## What the task requires
Pull out the portion of the fiscal 2018 earnings passage starting with "Adjusted EBITDA increased $33" and going on through "12.9 percent for the first quarter of fiscal 2017.".

:: Quoted passage

Gross profit increased $68 million, or 14.0 percent, to $552 million for the first quarter of fiscal 2018, as compared to $484 million for the first quarter of fiscal 2017. Gross profit was 39.7 percent of Net sales for the first quarter of fiscal 2018, down approximately 10 basis points from 39.8 percent for the first quarter of fiscal 2017.

 

Operating income increased $22 million, or 17.1 percent, to $151 million for the first quarter of fiscal 2018, as compared to $129 million for the first quarter of fiscal 2017. Operating income was 10.9 percent of Net sales for the first quarter of fiscal 2018, up approximately 30 basis points from 10.6 percent for the first quarter of fiscal 2017.

 

Net income increased $4 million, or 4.7 percent, to $89 million for the first quarter of fiscal 2018, as compared to $85 million for the first quarter of fiscal 2017.

 

Adjusted EBITDA increased $33 million, or 21.0 percent, to $190 million for the first quarter of fiscal 2018, as compared to $157 million for the first quarter of fiscal 2017. Adjusted EBITDA was 13.7 percent of Net sales for the first quarter of fiscal 2018, up approximately 80 basis points from 12.9 percent for the first quarter of fiscal 2017.

 

Adjusted net income increased $50 million, or 62.5 percent, to $130 million for the first quarter of fiscal 2018 as compared to $80 million for the first quarter of fiscal 2017.  Adjusted net income per diluted share was $0.70 in the first quarter of fiscal 2018, as compared to $0.39 in the first quarter of fiscal 2017.

 

As of April 29, 2018, HD Supply’s combined liquidity of $880 million was comprised of $150 million in cash and cash equivalents and $730 million of additional available borrowings (excluding $174 million of borrowings on available cash balances) under HD Supply, Inc.’s senior asset-based lending facility, based on qualifying inventory and receivables.

 

1



 

Business Unit Performance

 

Facilities Maintenance

 

Net sales increased $41 million, or 6.0 percent, to $723 million in the first quarter of fiscal 2018, as compared to $682 million for the first quarter of fiscal 2017.  Adjusted EBITDA increased $15 million, or 13.9 percent, to $123 million for the first quarter of fiscal 2018, as compared to $108 million for the first quarter of fiscal 2017.  Adjusted EBITDA was 17.0 percent of Net sales for the first quarter of fiscal 2018, up approximately 120 basis points from 15.8 percent for the first quarter of fiscal 2017.

::::
:: Stored rows

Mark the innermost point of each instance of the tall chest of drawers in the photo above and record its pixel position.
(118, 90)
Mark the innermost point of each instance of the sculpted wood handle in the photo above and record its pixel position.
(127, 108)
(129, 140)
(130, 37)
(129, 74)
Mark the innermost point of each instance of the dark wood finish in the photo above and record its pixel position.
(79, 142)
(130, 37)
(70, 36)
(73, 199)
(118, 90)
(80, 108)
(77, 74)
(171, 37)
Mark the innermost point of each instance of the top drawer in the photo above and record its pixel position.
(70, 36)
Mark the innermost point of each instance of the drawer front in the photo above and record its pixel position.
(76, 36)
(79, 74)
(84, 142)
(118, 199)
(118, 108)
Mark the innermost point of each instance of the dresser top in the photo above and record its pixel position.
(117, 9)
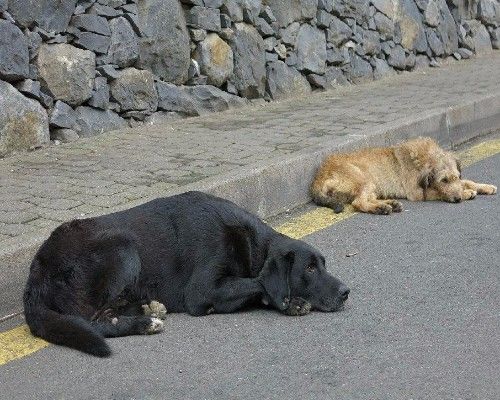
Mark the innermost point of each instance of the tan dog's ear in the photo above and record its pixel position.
(427, 179)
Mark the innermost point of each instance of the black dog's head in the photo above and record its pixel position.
(293, 269)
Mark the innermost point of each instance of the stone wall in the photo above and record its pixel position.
(77, 68)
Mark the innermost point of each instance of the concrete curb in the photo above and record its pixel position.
(271, 187)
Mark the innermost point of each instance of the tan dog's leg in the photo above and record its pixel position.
(367, 201)
(395, 205)
(480, 188)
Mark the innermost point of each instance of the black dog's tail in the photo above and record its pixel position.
(67, 330)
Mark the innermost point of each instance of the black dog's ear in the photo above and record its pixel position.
(426, 180)
(274, 277)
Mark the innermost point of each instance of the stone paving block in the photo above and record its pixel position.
(57, 215)
(13, 205)
(86, 209)
(15, 229)
(105, 201)
(17, 217)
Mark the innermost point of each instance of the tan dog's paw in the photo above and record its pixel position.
(382, 209)
(469, 194)
(155, 309)
(155, 326)
(395, 205)
(487, 189)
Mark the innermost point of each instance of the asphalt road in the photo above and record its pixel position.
(422, 322)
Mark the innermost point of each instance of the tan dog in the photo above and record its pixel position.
(371, 178)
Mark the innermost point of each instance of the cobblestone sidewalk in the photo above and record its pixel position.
(38, 190)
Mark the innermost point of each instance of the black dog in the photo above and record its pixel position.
(195, 253)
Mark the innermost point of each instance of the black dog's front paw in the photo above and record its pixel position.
(297, 306)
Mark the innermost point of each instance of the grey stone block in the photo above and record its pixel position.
(24, 123)
(135, 90)
(100, 94)
(62, 116)
(14, 53)
(124, 47)
(92, 41)
(91, 121)
(47, 14)
(66, 72)
(91, 23)
(249, 61)
(64, 135)
(311, 50)
(204, 18)
(164, 51)
(215, 58)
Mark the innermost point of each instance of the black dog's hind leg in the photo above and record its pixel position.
(115, 290)
(122, 325)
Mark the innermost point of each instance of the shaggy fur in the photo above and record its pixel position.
(195, 253)
(371, 179)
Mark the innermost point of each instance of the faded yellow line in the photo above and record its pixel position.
(479, 152)
(312, 221)
(19, 342)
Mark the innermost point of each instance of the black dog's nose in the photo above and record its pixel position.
(344, 293)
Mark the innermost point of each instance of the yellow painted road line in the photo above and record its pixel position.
(479, 152)
(312, 221)
(19, 342)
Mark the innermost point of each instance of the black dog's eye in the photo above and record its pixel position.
(311, 268)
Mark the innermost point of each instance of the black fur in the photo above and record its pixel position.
(192, 252)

::::

## Written response
Adjusted EBITDA increased $33 million, or 21.0 percent, to $190 million for the first quarter of fiscal 2018, as compared to $157 million for the first quarter of fiscal 2017. Adjusted EBITDA was 13.7 percent of Net sales for the first quarter of fiscal 2018, up approximately 80 basis points from 12.9 percent for the first quarter of fiscal 2017.